Excerpt provided
● ● ● ●
Python Cheat Sheet – Technical Concepts for the Job Interview

Datasets

We will be using the EU referendum results data. There are three files. You can make use of the starter notebook to try these problems.

The first file, named uk_demo.json, contains information about the area, the region the area belongs to, and the electorate in the area. The data is presented in the following manner.

The second file, named uk_results.json, contains the results of the voting for each area. The data therein is arranged thus.

We also have additional info about the rejected votes in each region in the third dataset - uk_rejected_ballots.json

The data is presented in the following manner.

Reading Data Into Python

Before we start solving these problems in this python cheat sheet, we need to read data into Python. One way to do this is to download the file locally and then read it. A simpler way is to use the requests module. The requests module is the most widely used Python module for HTTP. We can transmit data securely using security protocols and user authentication easily using the requests module. For the purpose of this exercise, we will simply use the requests module to read the JSON file and load it into a Python list.

import requests
uk_demo_src = r"https://raw.githubusercontent.com/viveknest/statascratch-solutions/main/UK%20Referendum%20Data/uk_demo.json"
f = requests.get(uk_demo_src)
uk_demo = f.json()
uk_demo[:5]

As you can see, the output is a list of dictionaries. We can do the same for the other two files as well.

uk_results_src = r"https://raw.githubusercontent.com/viveknest/statascratch-solutions/main/UK%20Referendum%20Data/uk_results.json"
f = requests.get(uk_results_src)
uk_results = f.json()
uk_results[:5]

uk_rejected_src = r"https://github.com/viveknest/statascratch-solutions/raw/main/UK%20Referendum%20Data/uk_rejected_ballots.json"
f = requests.get(uk_rejected_src)
uk_rejected = f.json()
uk_rejected[:5]

Join the Datasets

First, in this Python cheat sheet, we need to “merge” the three lists using the Area_Code as the key. To accomplish this merging, we created a nested dictionary keeping the merge field as the key for the top-level dictionary. Since we will do this for multiple datasets, we create a simple function.
● ● ● ●
To-do list
(1) Name the three JSON files that the Python cheat sheet uses for the EU referendum data.
(2) In the Python cheat sheet, why is a simple function created for merging the lists?
(3) Write the next part of the Python cheat sheet, starting after its last sentence.
The listing that comes next has no connection to the Python cheat sheet.

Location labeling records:
● ● ● ●
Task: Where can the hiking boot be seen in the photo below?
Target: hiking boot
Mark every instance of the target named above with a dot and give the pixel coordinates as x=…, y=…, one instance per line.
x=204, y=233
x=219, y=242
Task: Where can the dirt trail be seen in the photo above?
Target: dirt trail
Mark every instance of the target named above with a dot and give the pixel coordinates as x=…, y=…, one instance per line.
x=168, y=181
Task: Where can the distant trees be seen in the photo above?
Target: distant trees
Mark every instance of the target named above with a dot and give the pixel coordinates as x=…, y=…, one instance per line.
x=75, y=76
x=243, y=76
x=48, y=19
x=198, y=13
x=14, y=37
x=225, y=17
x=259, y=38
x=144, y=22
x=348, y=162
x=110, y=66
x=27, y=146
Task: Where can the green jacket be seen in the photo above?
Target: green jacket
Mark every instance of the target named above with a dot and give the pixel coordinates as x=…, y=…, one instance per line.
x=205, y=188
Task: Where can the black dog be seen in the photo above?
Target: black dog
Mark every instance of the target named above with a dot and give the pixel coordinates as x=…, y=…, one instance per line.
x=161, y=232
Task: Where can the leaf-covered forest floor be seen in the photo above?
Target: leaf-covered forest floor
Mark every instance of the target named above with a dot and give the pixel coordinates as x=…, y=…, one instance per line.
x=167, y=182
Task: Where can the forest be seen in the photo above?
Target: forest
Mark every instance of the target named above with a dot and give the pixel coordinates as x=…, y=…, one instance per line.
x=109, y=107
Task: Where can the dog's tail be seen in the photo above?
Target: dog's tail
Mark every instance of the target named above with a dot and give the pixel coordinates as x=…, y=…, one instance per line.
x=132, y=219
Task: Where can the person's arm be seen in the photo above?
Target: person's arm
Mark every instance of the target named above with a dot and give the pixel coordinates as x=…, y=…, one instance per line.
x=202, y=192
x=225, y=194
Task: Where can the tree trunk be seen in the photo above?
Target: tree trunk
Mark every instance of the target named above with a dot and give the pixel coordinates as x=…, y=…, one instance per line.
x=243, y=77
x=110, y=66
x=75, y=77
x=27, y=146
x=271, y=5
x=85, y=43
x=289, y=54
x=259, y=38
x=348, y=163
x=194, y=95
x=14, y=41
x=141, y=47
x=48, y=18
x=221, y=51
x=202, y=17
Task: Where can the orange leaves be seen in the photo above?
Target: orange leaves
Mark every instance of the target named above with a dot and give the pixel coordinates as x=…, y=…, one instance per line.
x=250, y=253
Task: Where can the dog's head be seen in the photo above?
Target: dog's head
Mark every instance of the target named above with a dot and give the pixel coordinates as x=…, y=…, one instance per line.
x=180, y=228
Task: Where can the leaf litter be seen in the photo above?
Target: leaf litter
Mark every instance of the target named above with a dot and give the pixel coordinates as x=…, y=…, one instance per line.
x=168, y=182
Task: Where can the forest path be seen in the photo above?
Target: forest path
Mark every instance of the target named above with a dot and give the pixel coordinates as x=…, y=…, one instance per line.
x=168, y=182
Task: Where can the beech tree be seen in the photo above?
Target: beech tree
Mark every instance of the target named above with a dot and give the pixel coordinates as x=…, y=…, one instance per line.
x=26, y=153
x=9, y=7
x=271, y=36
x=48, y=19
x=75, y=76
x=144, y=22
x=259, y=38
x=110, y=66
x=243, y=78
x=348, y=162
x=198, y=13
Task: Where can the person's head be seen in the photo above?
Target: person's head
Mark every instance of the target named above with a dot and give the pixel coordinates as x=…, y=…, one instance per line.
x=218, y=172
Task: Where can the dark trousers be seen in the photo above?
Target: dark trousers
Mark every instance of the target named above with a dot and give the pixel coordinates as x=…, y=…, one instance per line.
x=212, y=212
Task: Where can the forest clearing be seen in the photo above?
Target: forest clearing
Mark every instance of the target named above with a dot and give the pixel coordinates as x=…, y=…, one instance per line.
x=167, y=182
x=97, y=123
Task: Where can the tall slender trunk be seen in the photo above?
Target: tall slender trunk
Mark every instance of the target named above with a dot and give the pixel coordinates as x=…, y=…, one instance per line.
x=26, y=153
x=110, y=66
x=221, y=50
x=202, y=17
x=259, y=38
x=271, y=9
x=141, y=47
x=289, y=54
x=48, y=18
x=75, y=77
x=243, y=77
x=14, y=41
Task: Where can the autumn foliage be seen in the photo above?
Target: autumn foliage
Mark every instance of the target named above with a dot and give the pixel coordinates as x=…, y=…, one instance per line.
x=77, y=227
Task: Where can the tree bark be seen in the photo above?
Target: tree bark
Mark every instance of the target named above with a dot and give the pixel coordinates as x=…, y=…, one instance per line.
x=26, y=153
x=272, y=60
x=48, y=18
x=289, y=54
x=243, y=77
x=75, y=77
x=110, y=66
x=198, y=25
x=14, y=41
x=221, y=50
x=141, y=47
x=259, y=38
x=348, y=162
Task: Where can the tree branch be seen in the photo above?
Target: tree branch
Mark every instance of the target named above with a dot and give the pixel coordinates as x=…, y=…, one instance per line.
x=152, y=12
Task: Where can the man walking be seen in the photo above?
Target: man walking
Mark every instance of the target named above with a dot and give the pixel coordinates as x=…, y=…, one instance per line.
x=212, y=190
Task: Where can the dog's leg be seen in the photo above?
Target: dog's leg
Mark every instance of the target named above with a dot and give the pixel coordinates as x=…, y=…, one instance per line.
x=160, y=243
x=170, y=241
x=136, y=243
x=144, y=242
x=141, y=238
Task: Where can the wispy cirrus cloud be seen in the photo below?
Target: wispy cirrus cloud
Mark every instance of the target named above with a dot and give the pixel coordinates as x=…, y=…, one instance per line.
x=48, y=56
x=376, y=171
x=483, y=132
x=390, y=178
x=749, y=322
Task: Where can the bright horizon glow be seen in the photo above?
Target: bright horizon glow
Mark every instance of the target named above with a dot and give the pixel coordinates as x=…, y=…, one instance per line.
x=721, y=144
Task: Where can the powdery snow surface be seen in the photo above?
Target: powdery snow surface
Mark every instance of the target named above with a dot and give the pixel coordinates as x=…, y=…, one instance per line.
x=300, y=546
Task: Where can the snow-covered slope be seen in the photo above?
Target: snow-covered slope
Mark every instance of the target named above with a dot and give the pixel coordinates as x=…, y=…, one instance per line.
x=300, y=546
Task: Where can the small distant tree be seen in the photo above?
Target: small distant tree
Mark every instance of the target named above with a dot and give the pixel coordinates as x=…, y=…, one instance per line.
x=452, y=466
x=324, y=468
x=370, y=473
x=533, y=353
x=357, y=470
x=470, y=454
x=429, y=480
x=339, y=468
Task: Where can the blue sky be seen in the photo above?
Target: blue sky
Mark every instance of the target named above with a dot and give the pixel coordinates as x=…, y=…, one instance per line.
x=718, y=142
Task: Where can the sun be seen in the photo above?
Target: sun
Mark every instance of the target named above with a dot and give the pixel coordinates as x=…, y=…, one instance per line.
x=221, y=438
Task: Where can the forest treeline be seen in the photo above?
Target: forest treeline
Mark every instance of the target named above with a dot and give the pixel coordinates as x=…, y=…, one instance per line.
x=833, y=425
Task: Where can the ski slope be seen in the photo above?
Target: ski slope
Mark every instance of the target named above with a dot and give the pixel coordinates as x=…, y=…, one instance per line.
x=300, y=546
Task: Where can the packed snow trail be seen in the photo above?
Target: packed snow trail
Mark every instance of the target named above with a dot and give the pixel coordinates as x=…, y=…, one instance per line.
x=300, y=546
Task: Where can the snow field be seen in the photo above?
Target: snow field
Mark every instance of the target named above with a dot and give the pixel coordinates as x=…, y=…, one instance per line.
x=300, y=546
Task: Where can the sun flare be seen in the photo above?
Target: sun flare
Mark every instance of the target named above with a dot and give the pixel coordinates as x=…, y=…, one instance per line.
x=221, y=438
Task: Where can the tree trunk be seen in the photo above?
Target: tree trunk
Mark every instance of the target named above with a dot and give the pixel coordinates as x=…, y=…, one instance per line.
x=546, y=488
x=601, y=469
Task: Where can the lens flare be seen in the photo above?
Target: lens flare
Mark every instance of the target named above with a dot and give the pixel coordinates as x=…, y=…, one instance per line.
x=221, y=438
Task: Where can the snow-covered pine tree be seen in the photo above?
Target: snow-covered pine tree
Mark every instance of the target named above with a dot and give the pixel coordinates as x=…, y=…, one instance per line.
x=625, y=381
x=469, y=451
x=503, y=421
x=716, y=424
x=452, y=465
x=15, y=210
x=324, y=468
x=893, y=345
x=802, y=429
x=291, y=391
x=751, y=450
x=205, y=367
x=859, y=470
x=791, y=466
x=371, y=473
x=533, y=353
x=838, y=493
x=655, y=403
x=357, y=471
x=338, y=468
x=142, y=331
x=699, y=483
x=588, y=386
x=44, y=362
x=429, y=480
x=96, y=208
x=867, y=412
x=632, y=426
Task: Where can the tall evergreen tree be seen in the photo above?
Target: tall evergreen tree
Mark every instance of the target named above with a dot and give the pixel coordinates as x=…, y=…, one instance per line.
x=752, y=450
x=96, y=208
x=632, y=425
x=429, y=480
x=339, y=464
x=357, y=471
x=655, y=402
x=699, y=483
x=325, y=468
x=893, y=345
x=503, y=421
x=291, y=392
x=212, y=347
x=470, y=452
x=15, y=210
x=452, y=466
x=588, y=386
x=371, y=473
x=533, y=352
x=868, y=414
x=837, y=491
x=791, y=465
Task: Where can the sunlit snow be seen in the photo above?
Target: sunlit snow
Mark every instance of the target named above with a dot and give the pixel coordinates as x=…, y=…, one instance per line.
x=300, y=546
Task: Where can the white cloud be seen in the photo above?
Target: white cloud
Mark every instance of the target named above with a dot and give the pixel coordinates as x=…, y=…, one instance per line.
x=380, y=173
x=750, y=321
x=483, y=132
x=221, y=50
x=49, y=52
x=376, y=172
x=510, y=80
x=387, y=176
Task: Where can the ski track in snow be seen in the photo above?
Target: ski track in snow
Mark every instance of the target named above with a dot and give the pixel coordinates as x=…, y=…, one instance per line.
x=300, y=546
● ● ● ●
The replies
(1) uk_demo.json, uk_results.json, and uk_rejected_ballots.json

(2) The merge will be performed for multiple datasets, so the cheat sheet writes a simple function for it.

(3)
# Convert lists into a dictionary of dictionaries
def dict_convert(data, key = 'Area_Code'):
    out_dict = {}
    for row in data:
        out_dict.update({
            row[key]: row
        })
    return out_dict

We can simply pass each of the lists to this function and get a nested dictionary.

uk_demo_dict = dict_convert(uk_demo)
uk_demo_dict

We repeat this process for the other lists as well.

uk_results_dict = dict_convert(uk_results)
uk_rejected_dict = dict_convert(uk_rejected)

We now have the key of each of these dictionaries as the merge key. We can simply create a merged dictionary by accessing the nested dictionary using Area_Code, which is the key of the outer dictionary in each of the three dictionaries.

merged_dict = {}

for key in uk_demo_dict.keys():
    merged_dict.update({
        key: {**uk_demo_dict[key], **uk_results_dict[key], **uk_rejected_dict[key]}
    })
merged_dict

And there we have the three datasets merged into a single dictionary. If we want to get a list again, we can use “unnest” the dictionary into a list.

merged_list = [v for k,v in merged_dict.items()]
merged_list

Merged datasets into a single dictionary in python

Summary Statistics

The next in this Python cheat sheet is to find the maximum, minimum, median, 25th, and 75th percentile values for

Electorate
Number of Votes Cast
Number of Valid Votes
Number of Remain Votes
Number of Leave Votes
Number of Rejected Votes

Since we have to repeat the same process multiple times, we will create a function that generates the summary statistics. We use a variable parameter to specify the variable for which we need to find the summary statistic. Let us start off by defining the function. We would be passing the merged_dict that we had generated earlier as the source data.

def summ_stats(source_data, variable):
    return None

We need to extract the data points for the relevant variable. Since we would like to perform mathematical operations on these data points, we will use a list. We also sort the list so as to calculate the median, 25th, and 75th percentiles easily.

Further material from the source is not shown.